• DIRECTION 1: Pull out every line in the rows below that contains the string "Target", matching case exactly.

• PAGE TEXT:
━━━

The role of libraries and librarians in artificial intelligence: What is a Machine Learning Librarian?
How can a Machine Learning Librarian make machine learning better?
What is the potential impact of AI and machine learning on libraries?
Almost every industry asks, “How will artificial intelligence impact us?”. Answers to this question vary; some discuss vast opportunities and untapped potential, while others express deep existential concerns.
Libraries (and related institutions) are also asking this question. A core raison d'être for libraries is providing access to high-quality information. Large Language Models and other associated technologies claim to have a similar goal, so, unsurprisingly, libraries are thinking hard about what impact this technology will have on the sector and how best to respond. This is a question worth grappling with. However, in this post, I want to turn this question around and ask: “what is the potential impact of libraries on AI?”
What is the potential impact of libraries on AI: What is a Machine Learning Librarian?
In January this year, I took on a new job title, “Machine Learning Librarian” at Hugging Face. As far as I am aware, I am the only person with this job title – I’d love to know if there are more of us out there! I wanted to talk more about what I am trying to accomplish in this role and how it relates to broader possibilities for libraries and people with library backgrounds to impact the machine learning community.
What is Hugging Face?
Hugging Face is a startup focused on democratising good machine learning. Hugging Face wants to empower more people to use and develop machine learning in a way that makes sense for their particular use case. Practically, this is done in a variety of ways: creating open-source software libraries, carrying out research into the potential ethical harms from machine learning and, importantly for this post, hosting a Hub which holds over 300,000 machine learning models, 62,753 datasets and 1000s of machine learning applications and demos. In this post, I will discuss one strand of my work: improving the metadata for these machine learning models, datasets and Spaces.
What is metadata and why is it necessary for machine learning?

━━━

• DIRECTION 2: Duplicate the stretch of the Machine Learning Librarian post above from "What is Hugging" through "datasets and Spaces.".

• STORED RECORDS:
━━━

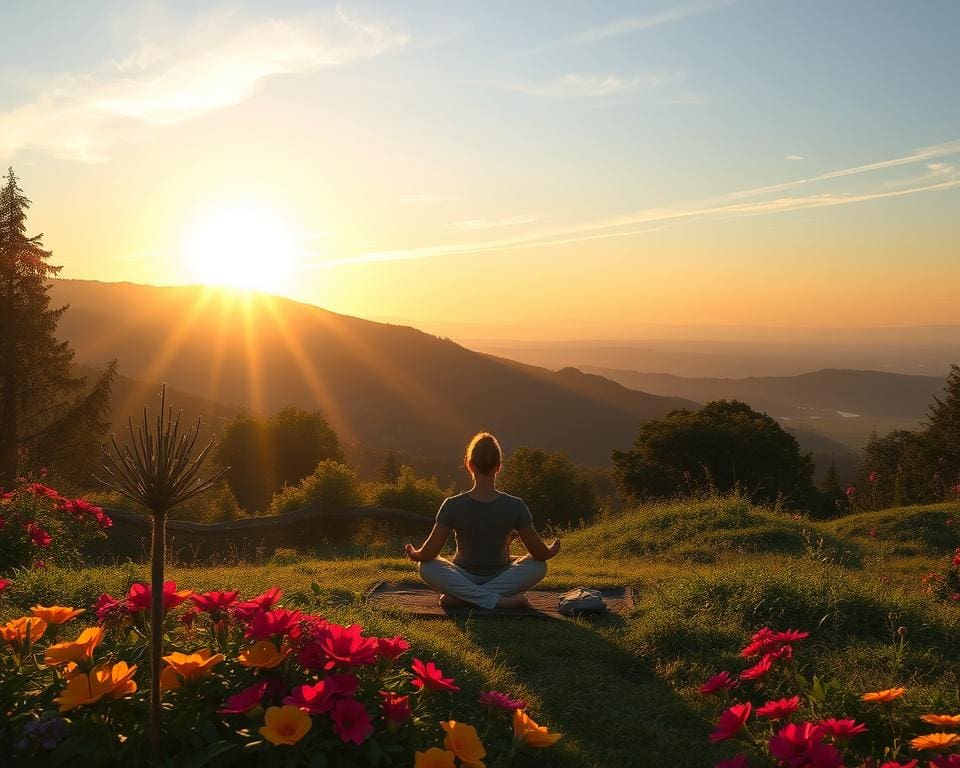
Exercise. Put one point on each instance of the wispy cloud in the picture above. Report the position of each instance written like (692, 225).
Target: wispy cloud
(937, 177)
(219, 61)
(577, 86)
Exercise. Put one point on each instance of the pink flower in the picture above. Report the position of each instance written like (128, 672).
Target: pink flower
(279, 621)
(139, 597)
(731, 722)
(842, 730)
(396, 708)
(242, 702)
(779, 710)
(351, 721)
(430, 677)
(719, 682)
(314, 699)
(497, 700)
(391, 648)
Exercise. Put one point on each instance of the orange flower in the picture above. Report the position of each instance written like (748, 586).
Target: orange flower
(935, 741)
(262, 655)
(87, 689)
(943, 721)
(192, 666)
(19, 631)
(463, 741)
(434, 758)
(527, 732)
(285, 725)
(882, 697)
(55, 614)
(79, 651)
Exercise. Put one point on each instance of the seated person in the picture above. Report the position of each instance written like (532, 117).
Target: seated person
(484, 521)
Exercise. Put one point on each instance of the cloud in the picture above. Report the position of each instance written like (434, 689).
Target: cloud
(217, 62)
(576, 86)
(941, 177)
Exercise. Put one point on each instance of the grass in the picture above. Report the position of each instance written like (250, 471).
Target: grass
(707, 574)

━━━

• TASK RESULT 1:
Target: wispy cloud
Target: pink flower
Target: orange flower
Target: seated person
Target: cloud
Target: grass

• TASK RESULT 2:
What is Hugging Face?
Hugging Face is a startup focused on democratising good machine learning. Hugging Face wants to empower more people to use and develop machine learning in a way that makes sense for their particular use case. Practically, this is done in a variety of ways: creating open-source software libraries, carrying out research into the potential ethical harms from machine learning and, importantly for this post, hosting a Hub which holds over 300,000 machine learning models, 62,753 datasets and 1000s of machine learning applications and demos. In this post, I will discuss one strand of my work: improving the metadata for these machine learning models, datasets and Spaces.